YOUR OBJECTIVE
Turn everything in the listing below, from the line containing "the black tarp" down to the line containing "x=1001 y=370", into a JSON list of strings with one string per line, leaving out blank lines.

INPUT FOR THIS TASK

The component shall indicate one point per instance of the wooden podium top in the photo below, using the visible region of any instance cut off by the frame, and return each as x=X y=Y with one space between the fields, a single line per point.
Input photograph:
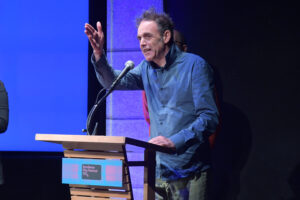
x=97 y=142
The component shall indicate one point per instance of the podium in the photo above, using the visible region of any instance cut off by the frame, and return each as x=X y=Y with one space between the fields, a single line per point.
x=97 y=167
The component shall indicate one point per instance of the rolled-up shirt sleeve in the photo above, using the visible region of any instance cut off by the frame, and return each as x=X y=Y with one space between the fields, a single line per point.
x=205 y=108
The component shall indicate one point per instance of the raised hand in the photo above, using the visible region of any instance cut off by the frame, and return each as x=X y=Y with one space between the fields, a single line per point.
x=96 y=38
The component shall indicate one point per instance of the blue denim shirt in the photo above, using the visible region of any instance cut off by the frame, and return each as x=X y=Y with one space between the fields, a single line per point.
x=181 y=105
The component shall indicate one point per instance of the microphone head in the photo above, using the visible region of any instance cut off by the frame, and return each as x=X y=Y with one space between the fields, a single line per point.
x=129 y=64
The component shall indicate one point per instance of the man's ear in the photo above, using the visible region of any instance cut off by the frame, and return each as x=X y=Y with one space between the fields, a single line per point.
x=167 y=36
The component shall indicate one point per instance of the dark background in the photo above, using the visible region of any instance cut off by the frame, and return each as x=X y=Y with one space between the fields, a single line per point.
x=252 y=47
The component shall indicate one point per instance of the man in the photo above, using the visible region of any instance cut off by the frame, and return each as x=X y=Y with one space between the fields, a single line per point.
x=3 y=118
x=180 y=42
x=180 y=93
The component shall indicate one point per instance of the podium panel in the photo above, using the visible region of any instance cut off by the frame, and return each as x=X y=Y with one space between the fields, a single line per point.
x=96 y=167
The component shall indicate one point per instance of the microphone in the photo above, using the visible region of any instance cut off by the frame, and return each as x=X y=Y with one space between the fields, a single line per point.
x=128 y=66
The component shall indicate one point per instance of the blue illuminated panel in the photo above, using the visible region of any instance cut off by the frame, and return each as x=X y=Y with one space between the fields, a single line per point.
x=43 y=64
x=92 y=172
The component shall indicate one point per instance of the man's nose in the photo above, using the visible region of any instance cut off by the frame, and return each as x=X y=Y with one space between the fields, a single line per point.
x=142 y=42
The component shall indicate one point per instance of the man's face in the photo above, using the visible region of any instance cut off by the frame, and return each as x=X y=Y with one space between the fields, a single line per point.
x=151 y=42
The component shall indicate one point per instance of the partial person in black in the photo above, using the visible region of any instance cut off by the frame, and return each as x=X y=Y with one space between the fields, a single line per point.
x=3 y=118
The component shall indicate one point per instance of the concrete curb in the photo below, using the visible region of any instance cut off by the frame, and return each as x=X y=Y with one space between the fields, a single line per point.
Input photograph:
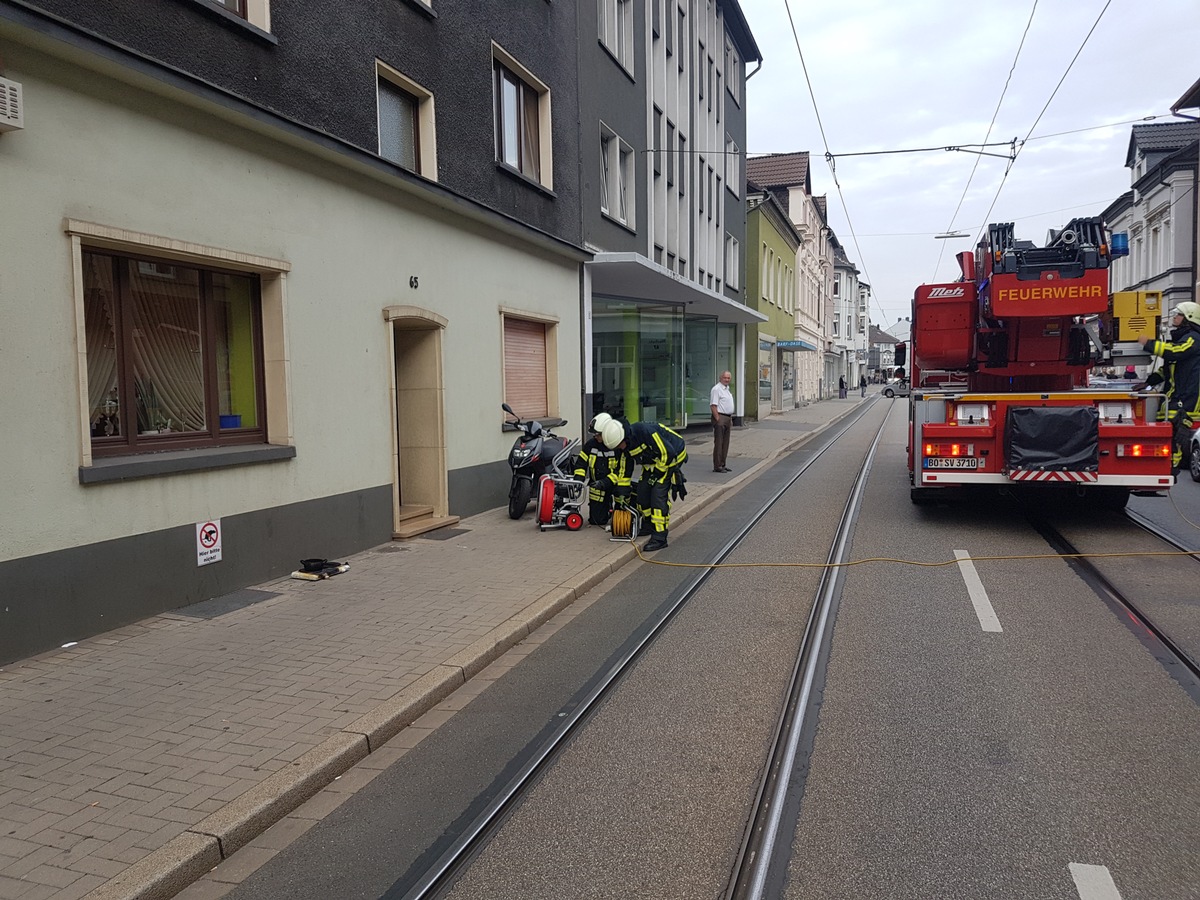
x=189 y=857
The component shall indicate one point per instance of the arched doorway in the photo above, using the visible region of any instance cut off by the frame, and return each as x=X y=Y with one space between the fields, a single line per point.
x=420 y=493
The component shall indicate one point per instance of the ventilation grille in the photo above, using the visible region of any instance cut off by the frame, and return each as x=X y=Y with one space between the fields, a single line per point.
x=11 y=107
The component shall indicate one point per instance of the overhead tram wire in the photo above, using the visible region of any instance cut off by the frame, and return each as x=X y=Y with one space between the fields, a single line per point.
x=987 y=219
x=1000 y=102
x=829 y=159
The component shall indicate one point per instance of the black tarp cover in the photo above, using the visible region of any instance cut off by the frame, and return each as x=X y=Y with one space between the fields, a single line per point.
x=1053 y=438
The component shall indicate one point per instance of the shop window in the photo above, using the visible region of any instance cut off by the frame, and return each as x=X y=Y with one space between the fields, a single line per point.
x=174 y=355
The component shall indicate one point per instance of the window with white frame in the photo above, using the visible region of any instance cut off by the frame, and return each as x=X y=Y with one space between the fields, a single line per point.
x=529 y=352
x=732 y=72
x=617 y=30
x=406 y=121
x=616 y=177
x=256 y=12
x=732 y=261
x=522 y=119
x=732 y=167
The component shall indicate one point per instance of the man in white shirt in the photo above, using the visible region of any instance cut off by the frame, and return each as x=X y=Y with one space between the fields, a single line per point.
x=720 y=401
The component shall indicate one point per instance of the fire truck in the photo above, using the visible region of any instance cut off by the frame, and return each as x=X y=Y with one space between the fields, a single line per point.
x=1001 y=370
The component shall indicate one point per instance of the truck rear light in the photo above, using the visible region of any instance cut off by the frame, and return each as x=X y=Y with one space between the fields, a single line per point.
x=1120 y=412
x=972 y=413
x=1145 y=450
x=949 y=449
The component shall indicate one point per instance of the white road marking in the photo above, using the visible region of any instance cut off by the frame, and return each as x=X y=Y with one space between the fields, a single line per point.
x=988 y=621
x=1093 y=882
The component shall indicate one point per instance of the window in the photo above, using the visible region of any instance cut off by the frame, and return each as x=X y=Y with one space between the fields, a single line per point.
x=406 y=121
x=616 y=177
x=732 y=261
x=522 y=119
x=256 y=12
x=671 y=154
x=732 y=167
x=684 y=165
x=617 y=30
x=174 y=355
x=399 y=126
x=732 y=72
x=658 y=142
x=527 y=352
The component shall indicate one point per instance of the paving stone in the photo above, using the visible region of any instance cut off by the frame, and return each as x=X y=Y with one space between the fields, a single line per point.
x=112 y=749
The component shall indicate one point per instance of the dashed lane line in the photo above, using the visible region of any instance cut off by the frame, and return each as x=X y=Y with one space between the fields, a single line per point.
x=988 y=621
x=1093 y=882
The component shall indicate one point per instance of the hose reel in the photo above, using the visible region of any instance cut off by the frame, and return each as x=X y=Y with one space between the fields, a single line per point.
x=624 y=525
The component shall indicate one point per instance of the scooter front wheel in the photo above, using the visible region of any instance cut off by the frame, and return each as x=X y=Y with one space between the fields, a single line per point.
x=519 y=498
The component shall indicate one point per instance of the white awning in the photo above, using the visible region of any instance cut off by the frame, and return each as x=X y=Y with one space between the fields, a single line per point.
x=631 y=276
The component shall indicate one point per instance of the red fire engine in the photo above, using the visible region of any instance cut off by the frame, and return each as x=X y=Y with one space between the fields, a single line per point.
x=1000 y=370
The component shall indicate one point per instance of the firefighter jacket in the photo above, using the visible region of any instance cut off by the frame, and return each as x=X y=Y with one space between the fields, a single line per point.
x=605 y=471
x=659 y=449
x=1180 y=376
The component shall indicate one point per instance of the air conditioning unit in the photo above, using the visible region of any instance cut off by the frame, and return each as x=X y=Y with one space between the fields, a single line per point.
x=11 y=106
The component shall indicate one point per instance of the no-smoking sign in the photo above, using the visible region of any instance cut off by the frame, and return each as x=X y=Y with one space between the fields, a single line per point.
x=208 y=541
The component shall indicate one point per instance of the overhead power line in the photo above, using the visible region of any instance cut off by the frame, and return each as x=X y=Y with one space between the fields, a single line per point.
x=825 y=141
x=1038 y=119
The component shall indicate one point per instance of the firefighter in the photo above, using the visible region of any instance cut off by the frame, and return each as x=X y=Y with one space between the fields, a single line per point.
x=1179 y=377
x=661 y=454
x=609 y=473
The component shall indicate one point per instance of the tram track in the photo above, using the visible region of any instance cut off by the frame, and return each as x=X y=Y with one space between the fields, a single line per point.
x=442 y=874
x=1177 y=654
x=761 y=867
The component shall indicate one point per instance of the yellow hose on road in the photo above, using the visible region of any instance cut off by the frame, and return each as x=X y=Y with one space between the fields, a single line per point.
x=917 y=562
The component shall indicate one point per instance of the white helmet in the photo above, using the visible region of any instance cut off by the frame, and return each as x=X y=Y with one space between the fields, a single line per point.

* * *

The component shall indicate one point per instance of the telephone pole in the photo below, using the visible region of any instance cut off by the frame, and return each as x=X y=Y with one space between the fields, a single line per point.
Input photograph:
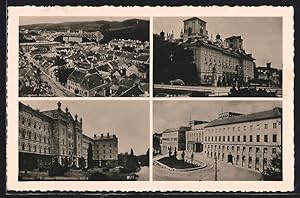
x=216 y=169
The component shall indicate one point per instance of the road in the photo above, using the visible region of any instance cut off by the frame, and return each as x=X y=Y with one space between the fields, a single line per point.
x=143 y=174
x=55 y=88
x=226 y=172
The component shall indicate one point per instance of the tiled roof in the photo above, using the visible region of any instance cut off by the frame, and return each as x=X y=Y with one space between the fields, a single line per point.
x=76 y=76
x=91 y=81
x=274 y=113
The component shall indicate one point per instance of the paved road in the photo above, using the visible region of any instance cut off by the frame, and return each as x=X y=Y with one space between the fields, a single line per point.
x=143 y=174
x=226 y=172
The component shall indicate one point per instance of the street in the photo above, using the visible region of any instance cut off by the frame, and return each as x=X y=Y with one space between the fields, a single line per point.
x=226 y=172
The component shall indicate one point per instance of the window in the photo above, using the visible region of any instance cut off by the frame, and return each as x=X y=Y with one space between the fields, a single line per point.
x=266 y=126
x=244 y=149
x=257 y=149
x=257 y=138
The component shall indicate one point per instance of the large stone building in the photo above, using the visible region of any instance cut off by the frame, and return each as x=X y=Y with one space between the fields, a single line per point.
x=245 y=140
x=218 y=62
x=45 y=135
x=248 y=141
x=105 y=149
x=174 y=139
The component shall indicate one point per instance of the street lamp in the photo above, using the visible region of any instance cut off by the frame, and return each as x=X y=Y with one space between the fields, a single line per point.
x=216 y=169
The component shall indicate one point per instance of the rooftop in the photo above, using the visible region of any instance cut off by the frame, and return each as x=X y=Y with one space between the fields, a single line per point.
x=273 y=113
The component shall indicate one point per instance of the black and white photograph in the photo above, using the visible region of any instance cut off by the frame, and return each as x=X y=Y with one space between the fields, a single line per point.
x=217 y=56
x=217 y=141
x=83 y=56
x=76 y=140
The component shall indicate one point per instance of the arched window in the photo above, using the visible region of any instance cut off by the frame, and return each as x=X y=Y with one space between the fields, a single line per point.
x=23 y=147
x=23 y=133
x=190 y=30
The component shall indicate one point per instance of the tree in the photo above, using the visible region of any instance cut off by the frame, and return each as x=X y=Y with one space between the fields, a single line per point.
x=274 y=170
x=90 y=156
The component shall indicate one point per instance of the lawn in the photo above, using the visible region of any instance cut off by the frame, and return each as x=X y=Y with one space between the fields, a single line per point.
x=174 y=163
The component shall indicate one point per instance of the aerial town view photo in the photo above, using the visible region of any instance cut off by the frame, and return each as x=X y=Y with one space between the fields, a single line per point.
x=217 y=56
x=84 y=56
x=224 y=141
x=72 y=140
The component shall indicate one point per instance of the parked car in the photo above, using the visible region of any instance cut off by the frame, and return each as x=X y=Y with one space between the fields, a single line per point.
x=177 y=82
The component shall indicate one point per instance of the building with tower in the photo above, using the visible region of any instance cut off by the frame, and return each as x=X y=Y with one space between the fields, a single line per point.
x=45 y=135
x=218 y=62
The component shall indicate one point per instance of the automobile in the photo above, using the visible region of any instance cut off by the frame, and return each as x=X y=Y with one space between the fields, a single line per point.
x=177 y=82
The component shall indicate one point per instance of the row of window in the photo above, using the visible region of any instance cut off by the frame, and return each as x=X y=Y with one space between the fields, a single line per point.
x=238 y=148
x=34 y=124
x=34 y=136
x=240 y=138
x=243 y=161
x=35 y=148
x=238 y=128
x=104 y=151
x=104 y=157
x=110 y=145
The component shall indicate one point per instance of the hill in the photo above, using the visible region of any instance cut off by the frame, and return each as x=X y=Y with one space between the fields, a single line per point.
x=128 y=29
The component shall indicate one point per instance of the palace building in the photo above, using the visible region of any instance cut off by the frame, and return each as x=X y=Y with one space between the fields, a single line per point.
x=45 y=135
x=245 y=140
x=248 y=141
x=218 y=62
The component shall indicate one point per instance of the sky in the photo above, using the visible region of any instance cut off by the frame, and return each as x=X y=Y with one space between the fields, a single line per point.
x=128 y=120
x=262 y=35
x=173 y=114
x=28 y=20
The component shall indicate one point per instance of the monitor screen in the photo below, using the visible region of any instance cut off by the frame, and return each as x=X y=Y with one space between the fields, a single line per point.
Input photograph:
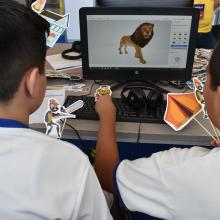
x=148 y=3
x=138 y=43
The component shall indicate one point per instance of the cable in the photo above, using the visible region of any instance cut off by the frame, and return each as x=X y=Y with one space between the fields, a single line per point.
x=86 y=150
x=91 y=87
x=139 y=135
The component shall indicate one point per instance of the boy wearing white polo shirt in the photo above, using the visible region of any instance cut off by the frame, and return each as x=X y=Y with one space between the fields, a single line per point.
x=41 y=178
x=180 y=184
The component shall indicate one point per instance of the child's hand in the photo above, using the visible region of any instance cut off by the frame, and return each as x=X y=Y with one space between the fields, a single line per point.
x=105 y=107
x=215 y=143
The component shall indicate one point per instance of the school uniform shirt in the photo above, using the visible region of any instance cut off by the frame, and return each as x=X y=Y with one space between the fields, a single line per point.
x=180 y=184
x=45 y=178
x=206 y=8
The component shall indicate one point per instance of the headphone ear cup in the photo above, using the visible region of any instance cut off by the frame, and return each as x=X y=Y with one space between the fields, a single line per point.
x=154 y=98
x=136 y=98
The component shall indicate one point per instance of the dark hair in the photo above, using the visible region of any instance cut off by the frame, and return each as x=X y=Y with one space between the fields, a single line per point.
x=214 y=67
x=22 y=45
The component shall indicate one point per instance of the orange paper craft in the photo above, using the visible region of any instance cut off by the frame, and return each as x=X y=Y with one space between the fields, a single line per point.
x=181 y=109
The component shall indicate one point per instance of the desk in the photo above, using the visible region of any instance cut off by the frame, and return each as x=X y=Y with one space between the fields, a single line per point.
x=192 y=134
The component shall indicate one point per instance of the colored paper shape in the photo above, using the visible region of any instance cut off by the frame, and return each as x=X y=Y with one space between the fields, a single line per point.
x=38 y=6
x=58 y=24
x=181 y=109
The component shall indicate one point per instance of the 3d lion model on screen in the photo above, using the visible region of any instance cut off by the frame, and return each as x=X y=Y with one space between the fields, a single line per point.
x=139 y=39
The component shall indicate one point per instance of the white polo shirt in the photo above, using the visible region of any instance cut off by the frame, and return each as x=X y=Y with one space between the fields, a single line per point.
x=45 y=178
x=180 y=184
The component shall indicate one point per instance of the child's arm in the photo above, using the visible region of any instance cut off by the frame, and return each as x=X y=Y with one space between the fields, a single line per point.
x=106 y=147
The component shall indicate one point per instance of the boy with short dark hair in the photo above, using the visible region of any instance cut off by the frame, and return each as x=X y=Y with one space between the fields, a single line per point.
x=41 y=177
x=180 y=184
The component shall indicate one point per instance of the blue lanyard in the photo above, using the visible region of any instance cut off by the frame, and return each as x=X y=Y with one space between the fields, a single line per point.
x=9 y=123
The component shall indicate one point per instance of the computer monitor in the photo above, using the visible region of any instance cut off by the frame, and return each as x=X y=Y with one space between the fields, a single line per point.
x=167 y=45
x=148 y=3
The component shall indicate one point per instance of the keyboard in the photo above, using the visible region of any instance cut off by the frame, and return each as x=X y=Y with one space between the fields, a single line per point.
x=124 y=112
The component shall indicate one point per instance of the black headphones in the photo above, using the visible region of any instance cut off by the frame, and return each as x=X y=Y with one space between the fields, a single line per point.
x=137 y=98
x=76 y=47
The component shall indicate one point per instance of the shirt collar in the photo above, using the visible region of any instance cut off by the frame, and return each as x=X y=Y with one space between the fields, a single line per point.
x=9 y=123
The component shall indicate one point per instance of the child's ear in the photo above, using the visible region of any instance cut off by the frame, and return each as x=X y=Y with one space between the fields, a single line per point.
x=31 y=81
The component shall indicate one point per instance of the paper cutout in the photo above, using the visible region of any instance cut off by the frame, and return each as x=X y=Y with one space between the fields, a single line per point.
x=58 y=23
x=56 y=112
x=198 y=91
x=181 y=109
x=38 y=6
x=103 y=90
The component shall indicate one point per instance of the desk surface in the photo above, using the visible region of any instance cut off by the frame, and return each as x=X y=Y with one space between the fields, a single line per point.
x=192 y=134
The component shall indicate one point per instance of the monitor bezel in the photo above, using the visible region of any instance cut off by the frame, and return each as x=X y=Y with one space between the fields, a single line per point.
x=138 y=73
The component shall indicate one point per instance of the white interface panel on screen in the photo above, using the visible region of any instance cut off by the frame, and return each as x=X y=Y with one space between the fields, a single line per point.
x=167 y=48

...

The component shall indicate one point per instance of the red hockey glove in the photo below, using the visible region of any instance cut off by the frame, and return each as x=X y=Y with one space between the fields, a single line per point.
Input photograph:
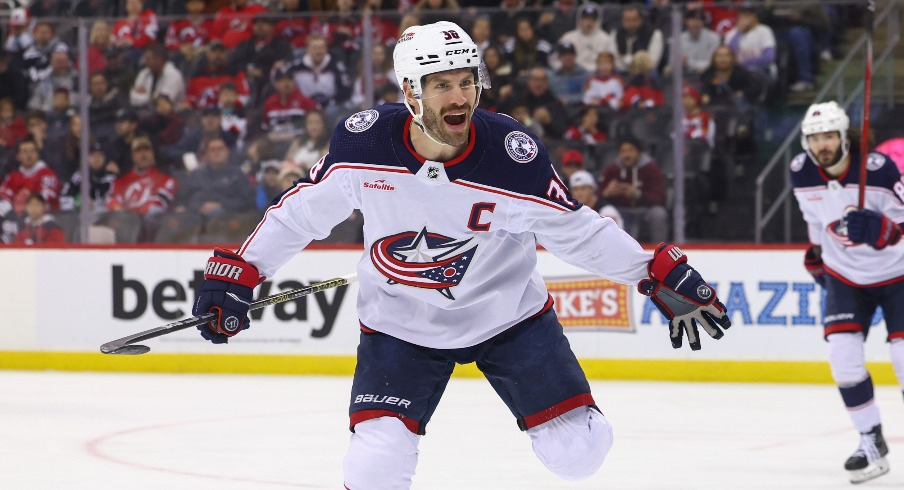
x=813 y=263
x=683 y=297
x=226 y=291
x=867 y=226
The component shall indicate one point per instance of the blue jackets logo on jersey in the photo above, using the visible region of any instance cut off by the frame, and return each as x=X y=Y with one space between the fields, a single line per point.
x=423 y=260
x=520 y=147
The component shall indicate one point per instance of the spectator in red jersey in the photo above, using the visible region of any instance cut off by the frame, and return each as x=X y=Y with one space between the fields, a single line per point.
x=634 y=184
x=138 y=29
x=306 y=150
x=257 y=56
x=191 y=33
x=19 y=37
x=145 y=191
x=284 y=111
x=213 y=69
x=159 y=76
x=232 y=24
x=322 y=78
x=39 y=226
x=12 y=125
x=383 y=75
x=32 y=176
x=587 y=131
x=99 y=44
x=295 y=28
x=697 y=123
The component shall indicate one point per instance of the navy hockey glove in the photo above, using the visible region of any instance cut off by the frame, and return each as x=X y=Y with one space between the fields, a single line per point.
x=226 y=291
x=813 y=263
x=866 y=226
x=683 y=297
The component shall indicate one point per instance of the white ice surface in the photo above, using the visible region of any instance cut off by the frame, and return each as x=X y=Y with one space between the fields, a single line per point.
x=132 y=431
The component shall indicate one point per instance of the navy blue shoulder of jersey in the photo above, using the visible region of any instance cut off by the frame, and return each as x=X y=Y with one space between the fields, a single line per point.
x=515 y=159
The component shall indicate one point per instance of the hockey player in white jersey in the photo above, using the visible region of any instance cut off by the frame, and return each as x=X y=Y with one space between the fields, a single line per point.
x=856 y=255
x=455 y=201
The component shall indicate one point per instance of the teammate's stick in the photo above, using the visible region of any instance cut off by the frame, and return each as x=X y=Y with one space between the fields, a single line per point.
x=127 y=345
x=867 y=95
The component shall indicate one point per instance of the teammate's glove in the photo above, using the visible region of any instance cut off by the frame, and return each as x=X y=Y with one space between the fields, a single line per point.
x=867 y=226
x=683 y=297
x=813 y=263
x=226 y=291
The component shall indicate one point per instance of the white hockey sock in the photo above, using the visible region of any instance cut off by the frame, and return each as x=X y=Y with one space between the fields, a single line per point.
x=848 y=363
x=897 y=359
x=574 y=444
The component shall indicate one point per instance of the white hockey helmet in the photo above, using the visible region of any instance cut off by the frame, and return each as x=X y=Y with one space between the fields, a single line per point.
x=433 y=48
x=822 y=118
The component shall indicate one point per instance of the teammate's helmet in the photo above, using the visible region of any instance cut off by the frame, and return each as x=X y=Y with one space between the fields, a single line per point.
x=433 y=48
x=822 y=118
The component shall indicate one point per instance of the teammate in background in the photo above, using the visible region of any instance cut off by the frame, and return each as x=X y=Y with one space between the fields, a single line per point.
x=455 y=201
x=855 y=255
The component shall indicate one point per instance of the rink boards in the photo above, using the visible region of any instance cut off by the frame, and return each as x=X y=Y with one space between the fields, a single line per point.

EXPECTED OUTPUT
[
  "The component shall indicate one point per instance of the black tarp cover in the photo above, using the visible region of any instance cut off by the frame, and return each as x=X y=Y with one space between the fields, a single line per point.",
  "x=1053 y=438",
  "The component shall indicate one point per instance of the shop window in the photo above, using the visible region of any instance cut off by the frame, and return each as x=X y=Y with one space between the fields, a single line per point.",
  "x=174 y=355",
  "The component shall indicate one point per instance of the window with white frame in the photo above, using the visible region of any instance cut off by the frame, and return each as x=X y=Y with one space between the fields, a single line per point.",
  "x=529 y=352",
  "x=732 y=72",
  "x=617 y=30",
  "x=406 y=121",
  "x=616 y=177",
  "x=256 y=12",
  "x=732 y=261",
  "x=522 y=119",
  "x=732 y=167",
  "The component shall indicate one point per instance of the man in white shirt in the photo above, using the visible region of any instance cut off by the frame, and return each as x=X y=Y with one space between the fields, a single line per point.",
  "x=720 y=401",
  "The component shall indicate one point per instance of the fire truck in the photo above, using the visible region of any instance cut off by the frame, and return each as x=X y=Y with one space between the fields, a single line per point.",
  "x=1001 y=370"
]